■ Your assignment
Begin at the line below that has "# test: pin the white" and stop after the line that has "like point(18, 131)". Please restate only those lines, word for word.

■ Dataset content
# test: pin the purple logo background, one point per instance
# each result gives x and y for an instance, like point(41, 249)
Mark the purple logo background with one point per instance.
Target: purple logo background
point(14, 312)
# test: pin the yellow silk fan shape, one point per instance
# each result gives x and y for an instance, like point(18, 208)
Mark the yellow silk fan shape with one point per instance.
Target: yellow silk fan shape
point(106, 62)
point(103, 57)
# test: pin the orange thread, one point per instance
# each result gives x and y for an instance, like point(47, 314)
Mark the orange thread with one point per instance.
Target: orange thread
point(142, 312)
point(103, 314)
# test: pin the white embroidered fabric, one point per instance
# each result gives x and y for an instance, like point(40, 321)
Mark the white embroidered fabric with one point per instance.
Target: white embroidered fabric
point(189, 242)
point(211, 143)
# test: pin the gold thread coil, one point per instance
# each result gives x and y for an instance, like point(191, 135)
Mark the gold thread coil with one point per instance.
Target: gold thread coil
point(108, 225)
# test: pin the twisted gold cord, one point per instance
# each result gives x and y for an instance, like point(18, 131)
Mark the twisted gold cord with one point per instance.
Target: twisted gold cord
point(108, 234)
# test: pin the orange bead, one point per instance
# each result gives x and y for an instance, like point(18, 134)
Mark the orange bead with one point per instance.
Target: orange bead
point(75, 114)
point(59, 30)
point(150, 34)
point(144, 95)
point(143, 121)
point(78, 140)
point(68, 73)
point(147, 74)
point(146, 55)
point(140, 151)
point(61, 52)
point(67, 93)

* * *

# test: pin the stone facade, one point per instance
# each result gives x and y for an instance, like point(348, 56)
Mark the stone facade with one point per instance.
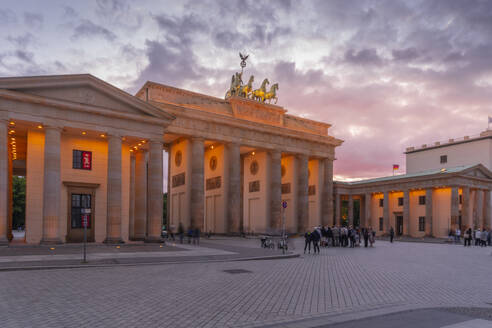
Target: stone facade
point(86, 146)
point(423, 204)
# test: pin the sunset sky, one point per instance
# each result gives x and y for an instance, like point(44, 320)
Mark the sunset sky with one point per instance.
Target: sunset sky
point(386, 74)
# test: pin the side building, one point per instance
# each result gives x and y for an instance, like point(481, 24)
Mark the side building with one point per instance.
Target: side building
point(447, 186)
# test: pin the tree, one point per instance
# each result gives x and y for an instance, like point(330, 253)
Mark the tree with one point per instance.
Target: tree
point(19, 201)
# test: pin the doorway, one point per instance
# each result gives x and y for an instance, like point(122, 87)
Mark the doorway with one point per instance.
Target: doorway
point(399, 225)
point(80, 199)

--

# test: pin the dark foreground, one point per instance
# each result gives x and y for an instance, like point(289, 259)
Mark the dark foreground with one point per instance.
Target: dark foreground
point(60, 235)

■ Answer to the exercise
# test: pin the white embroidered fabric, one point per instance
# each result gives x and y for an instance, like point(40, 321)
Mark the white embroidered fabric with one point per instance.
Target: white embroidered fabric
point(189, 242)
point(211, 143)
# test: pin the gold thread coil, one point per instance
# each result gives x and y for an instance, like point(191, 135)
Mark the gold thread coil with one point per instance.
Target: gold thread coil
point(108, 225)
# test: pin the twisted gold cord, one point per instance
# each result gives x and y for an instance, like point(18, 131)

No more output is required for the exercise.